Written request A: Name every person mentioned in the article on the Church's culture and story, and list them all.
Written request B: Please update the article on the Church's culture and story by copying the passage between "Our Culture, Our" and "review our story.", inclusive, with "decades" replaced by "many years".
Written request C: Write what comes next in the article on the Church's culture and story, starting after its last sentence.

Our Culture, Our Story
by Fr. Michael Oleksa
I was delighted to read Dr. Dimitri Solodow's recent discussion on the "culture" of the Church. Since I have been teaching a course entitled "Cross-Cultural Communication", I' ve been wrestling with the topic of culture for decades, and while I use several definitions in my classes, there is one that seems most appropriate in our context: Our culture is the story we accept as our own and seek to fulfill. Our culture is the enactment of our story.
I think it would be helpful for all of us in the Orthodox Church in America to review our story.
It began when frontiersmen from Siberia set sail for the Aleutian Islands after Vitus Bering's second exploratory voyage in 1741. They made frequent visits to the archipelago before some and eventually many decided to settle among the Unangax permanently. They baptized their wives and children, so that when the first clergy arrived from Valaam with St. Herman a half century later, they found the entire population already converted, baptized, celebrating the feasts and singing the hymns of the Church.

Records:
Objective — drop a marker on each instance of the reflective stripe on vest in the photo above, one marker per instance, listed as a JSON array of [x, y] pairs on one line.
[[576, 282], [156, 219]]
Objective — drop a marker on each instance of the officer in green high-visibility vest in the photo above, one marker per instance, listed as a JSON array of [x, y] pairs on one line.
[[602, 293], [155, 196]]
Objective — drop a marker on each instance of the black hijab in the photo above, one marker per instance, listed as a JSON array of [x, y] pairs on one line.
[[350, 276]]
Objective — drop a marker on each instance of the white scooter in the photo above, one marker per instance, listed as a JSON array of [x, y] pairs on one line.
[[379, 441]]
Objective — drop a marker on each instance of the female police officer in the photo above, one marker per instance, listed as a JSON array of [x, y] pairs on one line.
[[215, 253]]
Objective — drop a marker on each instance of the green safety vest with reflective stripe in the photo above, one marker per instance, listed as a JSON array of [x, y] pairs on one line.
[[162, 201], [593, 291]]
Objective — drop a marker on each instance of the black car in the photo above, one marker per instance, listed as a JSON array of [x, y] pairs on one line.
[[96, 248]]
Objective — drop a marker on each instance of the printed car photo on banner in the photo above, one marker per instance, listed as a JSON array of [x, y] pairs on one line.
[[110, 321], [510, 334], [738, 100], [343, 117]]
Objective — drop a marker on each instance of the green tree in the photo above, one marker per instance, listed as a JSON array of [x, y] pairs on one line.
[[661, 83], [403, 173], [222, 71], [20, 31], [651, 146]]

...

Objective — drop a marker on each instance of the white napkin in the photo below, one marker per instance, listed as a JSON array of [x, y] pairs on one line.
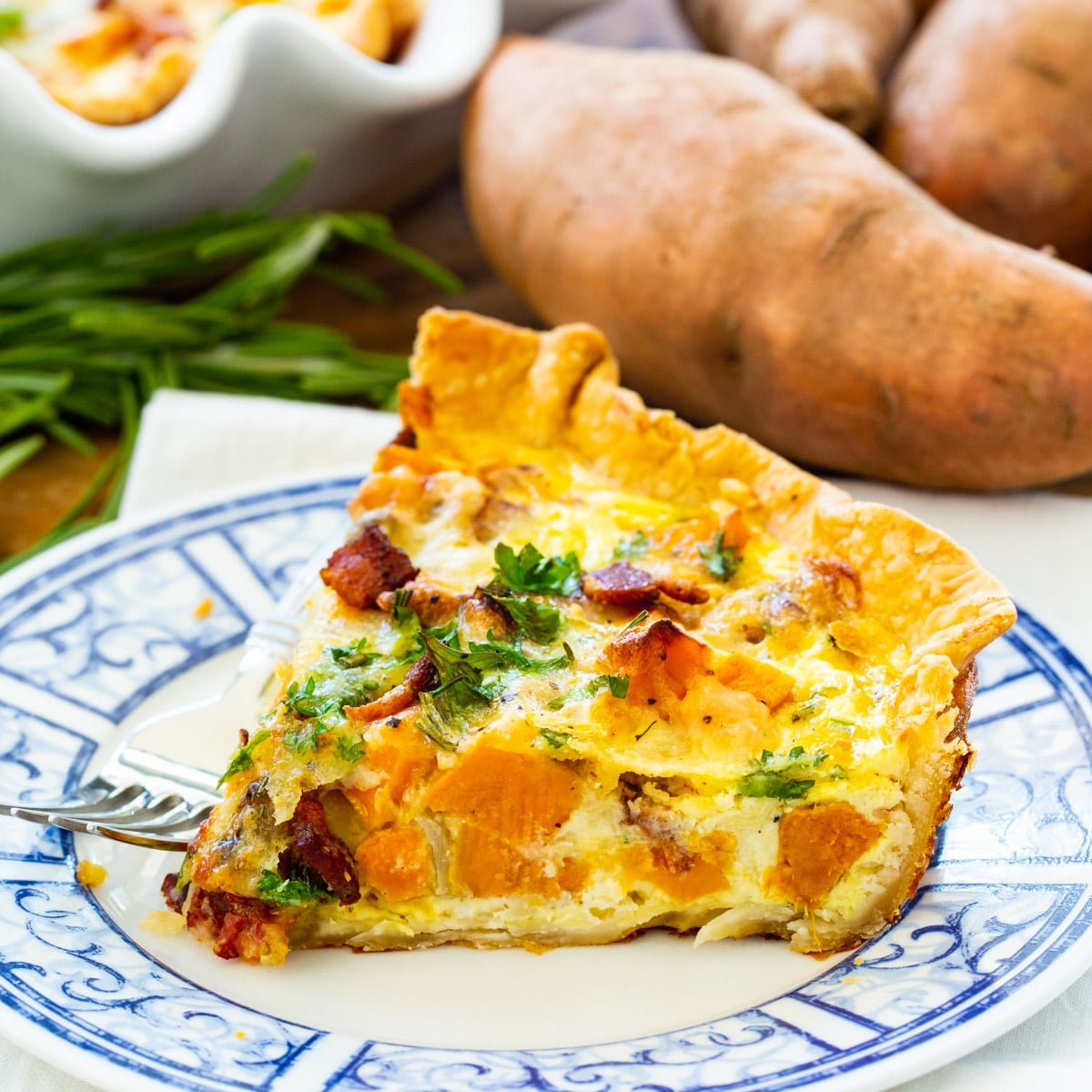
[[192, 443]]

==

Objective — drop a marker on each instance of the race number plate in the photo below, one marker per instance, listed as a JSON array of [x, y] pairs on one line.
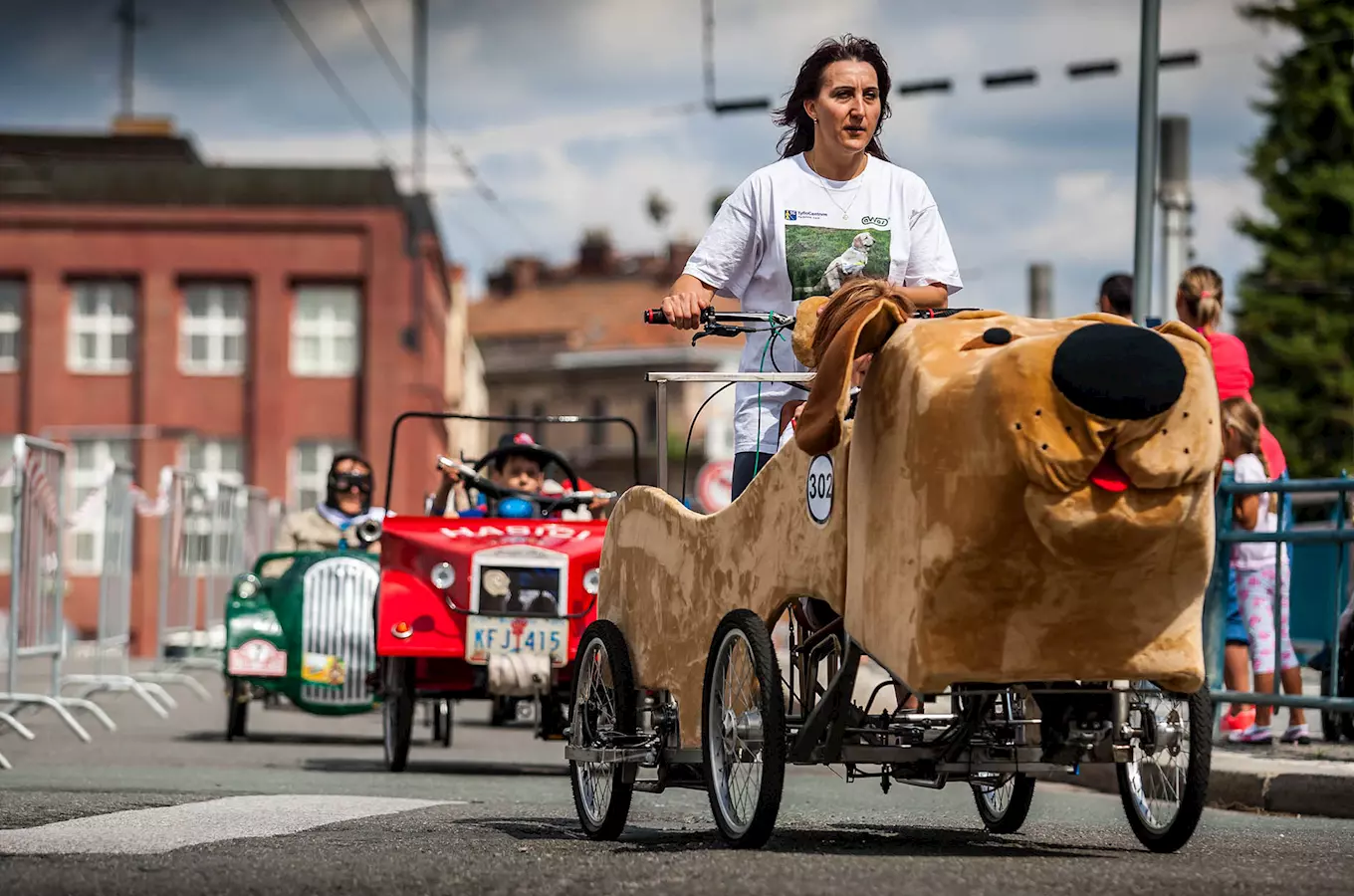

Exercise answer A:
Fr. Michael Oleksa
Dr. Dimitri Solodow
Vitus Bering
St. Herman

Exercise answer B:
Our Culture, Our Story
by Fr. Michael Oleksa
I was delighted to read Dr. Dimitri Solodow's recent discussion on the "culture" of the Church. Since I have been teaching a course entitled "Cross-Cultural Communication", I' ve been wrestling with the topic of culture for many years, and while I use several definitions in my classes, there is one that seems most appropriate in our context: Our culture is the story we accept as our own and seek to fulfill. Our culture is the enactment of our story.
I think it would be helpful for all of us in the Orthodox Church in America to review our story.

Exercise answer C:
A similar story was repeated along the Eastern seaboard a century later. Immigrants came, settled, and built churches. The establishment of Orthodoxy, both in Alaska and in the "lower 48" was a lay movement. Laity took the initiative. And they still must. If the church is to grow, if America is to know and embrace Orthodox Christianity, the laity of the Church must undertake this sacred task. Unlike the conversion of the Slavs in the time of SS. Cyril and Methodius or later of St. Vladimir, American Orthodoxy was not adopted by the local rulers who imposed it from "on high". It has been a grassroots phenomenon from the beginning.
The Valaam monks came to Alaska to bring Orthodoxy to the Alaska Natives, whom they always called "the Americans". They never used the word "Russian" when referring to the Faith. They never saw their task as bringing Russian language, art, technology or "civilization" to the New World. In fact, missionary leaders published treatises insisting that they had no cultural agenda, that they were not interested in introducing European styles or methods to the Americans, since "European" culture is not nearly so Christian as many people today imagine. When examined more closely, one Alaskan priest noted that "...European culture is all pride, egotism and the desire for power and personal gain- the opposite of the Gospel of Christ who is all meekness, poverty and self-sacrifice."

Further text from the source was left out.